LOS ANGELES (KABC) -- As the race to replace Los Angeles County District Attorney George Gascón heats up, candidates are focusing on the future and the needs of the county.
Nine candidates along with Gascón himself attended a debate Thursday night hosted by LA Magazine.
The list of challengers included former federal prosecutors Jeff Chemerinsky and Nathan Hochman, prosecutors Jonathan Hatami, Maria Ramirez, Eric Siddall, and John McKinney, judges Debra Archuleta and Craig Mitchell, and retired judge David Milton.
The candidates jumped into the race during a volatile term for Gascón, who was elected in 2020 over incumbent Jackie Lacey as he promised a wave of reforms. But once some of those reforms were being implemented, there was a sharp backlash from the public, tying those changes to an increase in crime in the region.
He's also been accused of being soft on crime with the implementation of a zero bail policy and directives to not prosecute certain cases.

*Your goal*.
In the article on the Los Angeles County district attorney race, name every challenger described as a current prosecutor, not as a former federal prosecutor. The listing that comes next is not needed.

*Listed entries*.
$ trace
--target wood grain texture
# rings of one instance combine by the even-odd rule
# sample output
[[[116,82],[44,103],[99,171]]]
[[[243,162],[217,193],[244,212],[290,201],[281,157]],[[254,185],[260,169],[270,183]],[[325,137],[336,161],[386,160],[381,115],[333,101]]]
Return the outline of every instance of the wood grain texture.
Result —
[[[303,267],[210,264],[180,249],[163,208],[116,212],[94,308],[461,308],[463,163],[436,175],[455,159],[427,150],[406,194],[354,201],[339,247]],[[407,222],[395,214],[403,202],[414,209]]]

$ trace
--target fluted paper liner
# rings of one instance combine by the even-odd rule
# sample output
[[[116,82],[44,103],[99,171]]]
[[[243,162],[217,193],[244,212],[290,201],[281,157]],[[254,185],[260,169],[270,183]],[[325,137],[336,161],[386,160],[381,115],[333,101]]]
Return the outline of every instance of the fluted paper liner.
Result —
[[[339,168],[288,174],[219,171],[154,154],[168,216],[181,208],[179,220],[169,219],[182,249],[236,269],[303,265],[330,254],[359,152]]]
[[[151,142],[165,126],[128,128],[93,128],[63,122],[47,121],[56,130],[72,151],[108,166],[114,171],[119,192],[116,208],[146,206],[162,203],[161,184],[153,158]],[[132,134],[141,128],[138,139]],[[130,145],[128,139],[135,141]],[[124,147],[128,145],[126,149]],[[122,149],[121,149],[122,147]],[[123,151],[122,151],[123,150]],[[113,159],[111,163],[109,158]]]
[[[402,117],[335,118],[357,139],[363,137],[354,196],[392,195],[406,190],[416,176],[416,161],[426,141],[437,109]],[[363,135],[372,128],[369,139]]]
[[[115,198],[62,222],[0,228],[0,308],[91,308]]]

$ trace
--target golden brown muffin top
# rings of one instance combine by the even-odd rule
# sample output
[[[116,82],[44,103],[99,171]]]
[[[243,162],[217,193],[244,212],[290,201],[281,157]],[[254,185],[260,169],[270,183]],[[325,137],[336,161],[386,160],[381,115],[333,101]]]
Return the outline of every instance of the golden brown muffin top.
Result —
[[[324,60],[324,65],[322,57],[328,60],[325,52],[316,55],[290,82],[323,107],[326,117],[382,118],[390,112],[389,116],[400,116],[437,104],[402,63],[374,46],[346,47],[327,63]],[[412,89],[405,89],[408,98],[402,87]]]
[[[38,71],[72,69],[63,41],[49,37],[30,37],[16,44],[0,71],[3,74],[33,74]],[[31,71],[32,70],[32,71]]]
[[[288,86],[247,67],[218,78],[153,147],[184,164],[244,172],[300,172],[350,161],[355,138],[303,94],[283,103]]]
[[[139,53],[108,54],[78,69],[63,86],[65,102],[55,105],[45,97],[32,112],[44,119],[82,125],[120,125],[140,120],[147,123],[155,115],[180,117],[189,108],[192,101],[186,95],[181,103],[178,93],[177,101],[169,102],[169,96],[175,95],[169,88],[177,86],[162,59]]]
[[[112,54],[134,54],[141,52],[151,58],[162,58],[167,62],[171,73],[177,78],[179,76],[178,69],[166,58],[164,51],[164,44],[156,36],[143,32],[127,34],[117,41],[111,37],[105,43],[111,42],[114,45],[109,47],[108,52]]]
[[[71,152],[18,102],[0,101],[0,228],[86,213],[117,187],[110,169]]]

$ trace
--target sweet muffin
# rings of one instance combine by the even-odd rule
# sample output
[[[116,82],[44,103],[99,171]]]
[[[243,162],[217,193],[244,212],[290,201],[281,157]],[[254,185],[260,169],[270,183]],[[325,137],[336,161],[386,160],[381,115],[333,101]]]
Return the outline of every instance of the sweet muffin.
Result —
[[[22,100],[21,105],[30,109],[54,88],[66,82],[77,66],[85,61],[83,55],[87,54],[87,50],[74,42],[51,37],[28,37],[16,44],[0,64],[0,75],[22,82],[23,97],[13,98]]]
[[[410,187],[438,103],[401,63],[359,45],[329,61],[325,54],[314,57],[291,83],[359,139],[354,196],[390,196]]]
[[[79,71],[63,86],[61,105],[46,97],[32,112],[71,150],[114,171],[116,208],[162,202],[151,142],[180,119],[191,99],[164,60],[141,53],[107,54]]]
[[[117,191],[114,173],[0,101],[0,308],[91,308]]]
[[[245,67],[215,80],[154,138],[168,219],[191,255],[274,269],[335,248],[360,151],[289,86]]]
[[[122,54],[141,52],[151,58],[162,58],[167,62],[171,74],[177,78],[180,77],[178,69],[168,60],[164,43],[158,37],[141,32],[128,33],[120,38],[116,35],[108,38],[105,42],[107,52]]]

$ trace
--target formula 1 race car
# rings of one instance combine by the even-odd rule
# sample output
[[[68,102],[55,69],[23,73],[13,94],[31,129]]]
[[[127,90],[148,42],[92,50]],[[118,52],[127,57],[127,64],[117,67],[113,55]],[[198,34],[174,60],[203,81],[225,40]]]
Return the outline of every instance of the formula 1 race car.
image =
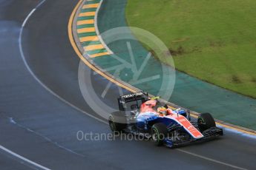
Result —
[[[209,113],[192,121],[189,110],[171,109],[145,92],[120,96],[118,104],[119,111],[109,116],[111,129],[143,135],[157,146],[180,146],[223,135]]]

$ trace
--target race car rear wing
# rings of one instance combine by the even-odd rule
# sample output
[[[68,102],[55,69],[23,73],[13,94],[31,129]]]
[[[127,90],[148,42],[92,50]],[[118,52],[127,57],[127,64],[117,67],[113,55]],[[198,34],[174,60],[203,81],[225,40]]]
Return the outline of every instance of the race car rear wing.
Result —
[[[127,103],[136,101],[134,102],[134,103],[137,103],[137,106],[139,107],[139,101],[141,101],[140,103],[144,103],[145,101],[148,100],[148,93],[145,92],[140,92],[136,93],[131,93],[126,95],[121,95],[117,99],[120,111],[125,110]]]

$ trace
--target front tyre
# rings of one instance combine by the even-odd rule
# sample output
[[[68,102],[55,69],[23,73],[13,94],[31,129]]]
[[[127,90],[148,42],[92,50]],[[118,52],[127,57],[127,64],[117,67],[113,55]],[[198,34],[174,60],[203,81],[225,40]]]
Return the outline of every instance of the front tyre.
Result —
[[[151,128],[152,140],[156,146],[162,146],[168,135],[168,129],[165,124],[158,123]]]
[[[111,114],[108,118],[108,125],[113,132],[121,132],[126,127],[125,118],[120,112],[115,112]]]
[[[216,126],[215,120],[209,113],[200,114],[197,119],[197,123],[199,130],[201,132],[211,127]]]

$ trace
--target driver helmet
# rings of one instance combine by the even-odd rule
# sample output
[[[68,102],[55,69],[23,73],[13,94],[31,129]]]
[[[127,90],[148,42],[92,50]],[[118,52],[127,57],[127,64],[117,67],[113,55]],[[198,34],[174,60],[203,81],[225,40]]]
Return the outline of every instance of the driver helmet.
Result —
[[[167,109],[165,107],[161,106],[157,108],[157,112],[165,115],[167,114]]]

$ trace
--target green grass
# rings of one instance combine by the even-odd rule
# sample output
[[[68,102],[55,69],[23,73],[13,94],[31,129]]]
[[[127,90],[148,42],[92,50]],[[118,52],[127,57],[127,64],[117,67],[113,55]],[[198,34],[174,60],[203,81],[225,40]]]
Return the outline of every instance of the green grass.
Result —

*Response area*.
Jonathan Hatami, Maria Ramirez, Eric Siddall, John McKinney